▶ To do:
Reproduce the material below, beginning with the line containing "Trace the outline of every instance of the **house" and continuing through the end of the material, keeping the requests and adding 43 to every polygon vertex coordinate in the answers. Omit the pictures from your response.

[Records contained in a dataset]
===

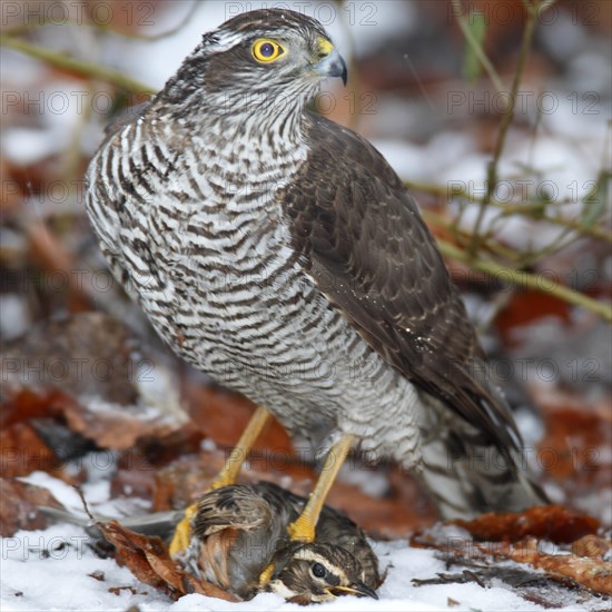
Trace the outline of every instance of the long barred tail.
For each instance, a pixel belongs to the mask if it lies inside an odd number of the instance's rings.
[[[486,385],[512,422],[500,391]],[[549,503],[530,473],[521,440],[516,448],[501,450],[441,402],[427,396],[424,403],[421,476],[444,519],[520,512]]]

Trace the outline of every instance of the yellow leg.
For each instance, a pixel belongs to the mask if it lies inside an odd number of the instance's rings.
[[[338,475],[346,455],[353,446],[353,436],[347,434],[340,437],[334,446],[327,453],[325,457],[325,464],[323,471],[318,477],[317,484],[313,492],[308,503],[304,507],[299,517],[294,521],[288,527],[289,536],[294,542],[314,542],[315,529],[317,525],[318,516],[325,504],[325,499]]]
[[[219,475],[213,481],[210,485],[211,490],[220,488],[221,486],[228,486],[236,482],[238,474],[240,473],[240,467],[246,460],[250,448],[255,444],[255,441],[259,437],[261,430],[269,422],[272,415],[266,408],[258,407],[248,425],[246,426],[240,440],[231,451],[230,455],[225,461],[223,470],[219,472]],[[191,539],[191,517],[198,510],[198,504],[191,504],[185,509],[185,516],[180,523],[176,526],[175,534],[172,535],[172,541],[170,542],[169,553],[170,556],[175,557],[181,554],[189,546],[189,541]]]

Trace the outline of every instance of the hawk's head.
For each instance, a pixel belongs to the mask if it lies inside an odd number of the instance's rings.
[[[174,106],[213,111],[253,111],[258,102],[295,108],[293,102],[303,106],[317,93],[325,77],[346,83],[346,63],[318,21],[289,10],[257,10],[206,33],[162,96]]]

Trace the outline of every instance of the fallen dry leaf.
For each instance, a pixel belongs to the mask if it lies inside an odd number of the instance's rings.
[[[515,544],[509,557],[544,570],[550,575],[569,578],[596,593],[612,595],[612,563],[609,561],[572,554],[543,554],[534,537]]]
[[[40,530],[47,520],[38,506],[61,507],[46,488],[20,481],[0,478],[0,535],[8,537],[19,530]]]
[[[141,582],[162,591],[177,600],[189,593],[199,593],[225,601],[238,601],[215,584],[188,574],[168,555],[159,537],[135,533],[117,521],[99,523],[98,526],[116,549],[116,559],[126,565]]]
[[[455,519],[450,523],[467,530],[481,541],[517,542],[535,536],[556,544],[596,533],[600,526],[596,519],[579,515],[559,505],[533,506],[517,513],[488,512],[473,521]]]

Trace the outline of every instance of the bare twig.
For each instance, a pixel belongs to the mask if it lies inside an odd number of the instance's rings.
[[[574,292],[564,285],[553,284],[550,278],[537,274],[531,274],[524,270],[507,268],[495,261],[485,259],[475,259],[455,245],[444,240],[437,241],[440,250],[446,257],[467,264],[471,268],[490,274],[494,277],[503,278],[504,282],[510,282],[517,287],[536,289],[539,292],[554,295],[575,306],[582,306],[588,310],[601,316],[605,322],[612,323],[612,306],[592,299],[583,294]]]

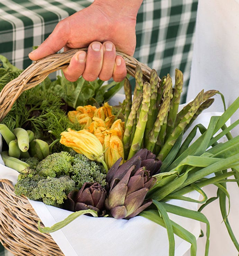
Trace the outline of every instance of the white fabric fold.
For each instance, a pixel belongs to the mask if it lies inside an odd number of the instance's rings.
[[[195,121],[195,124],[202,123],[207,127],[212,115],[221,114],[218,112],[203,113]],[[9,179],[15,184],[17,172],[2,164],[0,166],[0,178]],[[199,194],[195,191],[185,195],[195,199],[199,197]],[[32,200],[29,202],[46,227],[51,227],[63,220],[72,213],[41,202]],[[170,202],[176,205],[197,210],[196,203],[180,200]],[[169,215],[171,219],[191,232],[196,238],[198,237],[200,223],[198,221],[172,214],[169,214]],[[113,256],[121,256],[124,254],[133,256],[166,256],[168,254],[166,230],[140,216],[126,220],[82,215],[61,229],[51,233],[51,235],[66,256],[93,255],[96,252],[99,255]],[[191,245],[175,236],[175,255],[181,256],[190,248]]]

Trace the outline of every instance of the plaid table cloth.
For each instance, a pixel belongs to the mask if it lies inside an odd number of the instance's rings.
[[[33,46],[45,40],[60,20],[93,1],[1,0],[0,54],[25,69],[32,63],[28,55]],[[198,1],[144,0],[137,16],[134,57],[160,77],[169,73],[173,78],[175,69],[180,69],[184,80],[181,103],[189,79]]]

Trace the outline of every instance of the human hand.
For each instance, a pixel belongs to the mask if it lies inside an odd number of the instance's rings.
[[[111,77],[116,81],[122,80],[126,74],[125,64],[122,57],[116,55],[116,49],[133,55],[138,10],[130,6],[129,10],[122,10],[127,6],[124,1],[95,0],[88,7],[60,21],[29,58],[36,60],[63,47],[67,50],[88,46],[87,54],[78,52],[63,70],[67,79],[73,81],[82,75],[88,81],[97,77],[103,81]]]

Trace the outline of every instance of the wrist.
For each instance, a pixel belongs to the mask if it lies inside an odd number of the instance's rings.
[[[95,0],[92,5],[98,6],[109,16],[125,17],[136,20],[143,0]]]

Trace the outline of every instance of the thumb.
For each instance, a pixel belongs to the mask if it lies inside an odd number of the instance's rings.
[[[52,33],[37,48],[28,54],[28,57],[32,60],[35,61],[50,54],[55,53],[60,51],[67,43],[67,38],[63,30],[59,29],[57,25]],[[62,35],[64,36],[62,36]]]

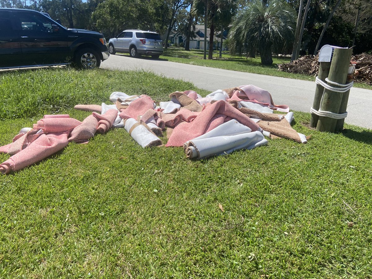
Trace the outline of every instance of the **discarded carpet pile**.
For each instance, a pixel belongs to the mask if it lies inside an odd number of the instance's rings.
[[[146,95],[114,92],[112,105],[75,106],[92,112],[82,122],[68,115],[45,115],[32,128],[22,129],[12,143],[0,147],[0,153],[11,156],[0,164],[0,173],[39,161],[69,142],[87,143],[96,133],[112,127],[124,128],[144,148],[163,145],[158,136],[166,128],[165,146],[183,147],[189,158],[252,149],[267,144],[264,136],[307,142],[305,135],[291,127],[293,113],[288,106],[275,105],[268,92],[253,85],[218,90],[205,97],[192,90],[177,91],[169,98],[158,106]],[[288,113],[274,114],[274,110]]]

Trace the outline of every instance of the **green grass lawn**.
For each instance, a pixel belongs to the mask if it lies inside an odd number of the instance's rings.
[[[145,72],[0,74],[0,145],[44,113],[82,121],[75,105],[114,91],[187,89],[208,93]],[[0,176],[0,278],[372,278],[372,131],[295,116],[307,144],[191,160],[114,129]]]
[[[293,74],[278,70],[277,64],[289,62],[289,57],[273,57],[273,64],[262,65],[259,56],[256,58],[246,58],[245,56],[233,55],[225,52],[223,53],[222,58],[220,59],[219,51],[215,51],[212,60],[203,59],[204,52],[202,49],[191,49],[190,51],[185,50],[183,48],[171,47],[164,49],[164,54],[161,58],[169,61],[186,64],[192,64],[220,69],[246,72],[254,74],[267,75],[275,77],[287,77],[289,78],[315,81],[315,76],[307,76],[300,74]],[[208,50],[207,50],[207,58]],[[354,86],[360,88],[372,90],[372,86],[364,83],[355,83]]]

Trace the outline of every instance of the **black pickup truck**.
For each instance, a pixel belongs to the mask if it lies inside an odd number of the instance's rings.
[[[109,55],[100,33],[66,28],[36,11],[0,8],[0,69],[71,63],[93,69]]]

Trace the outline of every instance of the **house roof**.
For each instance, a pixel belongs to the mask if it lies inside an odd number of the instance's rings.
[[[211,33],[211,29],[209,28],[207,28],[207,40],[209,41],[209,36]],[[221,33],[220,31],[217,31],[215,30],[215,40],[219,41],[221,40]],[[193,39],[196,41],[203,41],[204,39],[204,26],[202,25],[196,25],[195,26],[195,31],[194,31],[194,34],[196,36]],[[182,36],[183,37],[186,37],[186,35],[179,31],[177,31],[175,33],[172,35],[172,36],[177,37],[179,36]],[[226,36],[224,36],[224,39],[226,38]]]

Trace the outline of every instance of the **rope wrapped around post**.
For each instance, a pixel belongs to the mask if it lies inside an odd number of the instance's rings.
[[[323,81],[320,78],[319,78],[318,77],[317,77],[315,79],[315,82],[317,83],[317,84],[320,84],[323,86],[323,87],[324,88],[328,89],[331,91],[339,92],[340,93],[343,93],[346,92],[348,90],[350,90],[350,89],[353,87],[353,85],[354,84],[354,81],[352,81],[351,82],[346,83],[345,84],[343,84],[341,83],[338,83],[334,82],[328,79],[328,78],[326,78],[326,81],[328,83],[336,85],[339,87],[331,86]],[[322,96],[322,98],[320,100],[320,103],[322,103],[322,102],[323,101],[323,97],[324,97],[324,93],[323,93],[323,95]],[[335,112],[332,112],[321,110],[320,109],[319,110],[317,110],[312,107],[310,108],[310,111],[312,113],[314,113],[314,114],[316,114],[318,116],[329,117],[331,118],[333,118],[333,119],[342,119],[346,118],[347,116],[347,112],[343,113],[336,113]]]

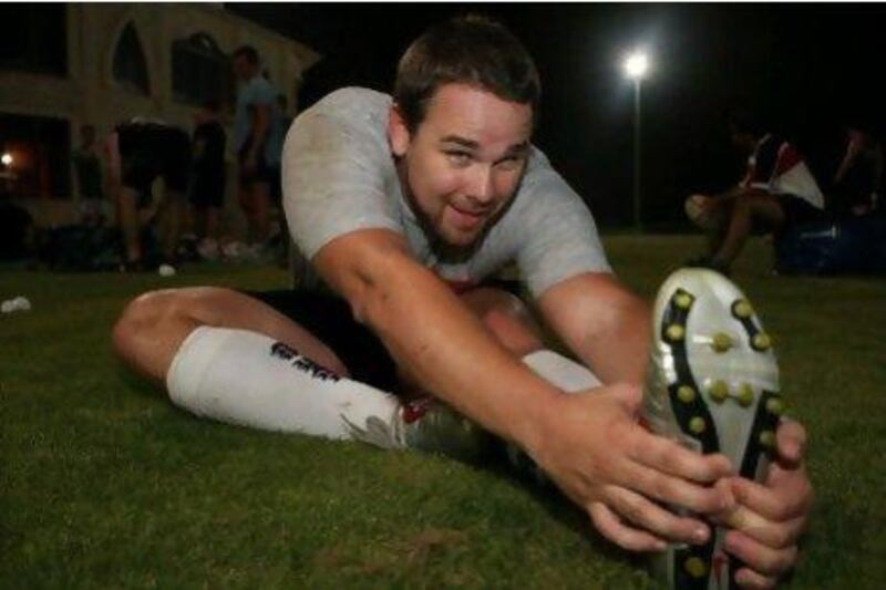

===

▶ Exercise response:
Trace the outline of every instance of the **house roof**.
For each instance, a pixel belongs to the mask if it lies inside an odd number of the instance's rings.
[[[254,76],[254,72],[252,71],[250,71],[250,83],[252,84],[252,79]],[[264,76],[263,74],[260,74],[258,73],[258,83],[262,84],[264,83]],[[236,82],[239,84],[246,84],[247,82],[247,69],[245,68],[239,68],[238,69],[238,74],[237,74],[237,77],[239,79]],[[225,79],[226,80],[229,80],[229,78],[222,74],[220,74],[218,76],[215,78],[215,79],[220,80],[222,79]],[[269,79],[267,79],[267,82],[269,81]]]

Trace the outline of every instance of the **rope wrapped around post**.
For each instance, a pixel belongs to the mask if it lies inside an odd number of the instance's rings.
[[[366,124],[363,121],[362,121],[361,120],[360,120],[358,122],[358,125],[360,126],[360,127],[363,127],[366,129],[366,130],[367,131],[371,132],[374,134],[382,135],[383,136],[386,136],[389,135],[391,133],[393,133],[393,132],[396,130],[396,128],[397,127],[397,124],[395,124],[394,125],[389,126],[388,127],[386,127],[384,126],[381,126],[377,125],[371,122],[371,121],[369,121],[369,124],[371,126],[379,128],[382,130],[374,129]],[[365,139],[365,141],[363,143],[363,146],[365,146],[365,145],[366,144],[366,140],[367,140],[367,136],[366,136],[366,138]],[[378,155],[375,155],[364,153],[363,152],[362,153],[360,153],[355,150],[353,151],[353,154],[355,156],[357,156],[357,157],[359,157],[361,159],[372,160],[374,161],[376,161],[376,162],[385,162],[389,161],[390,159],[390,155],[386,156],[379,156]]]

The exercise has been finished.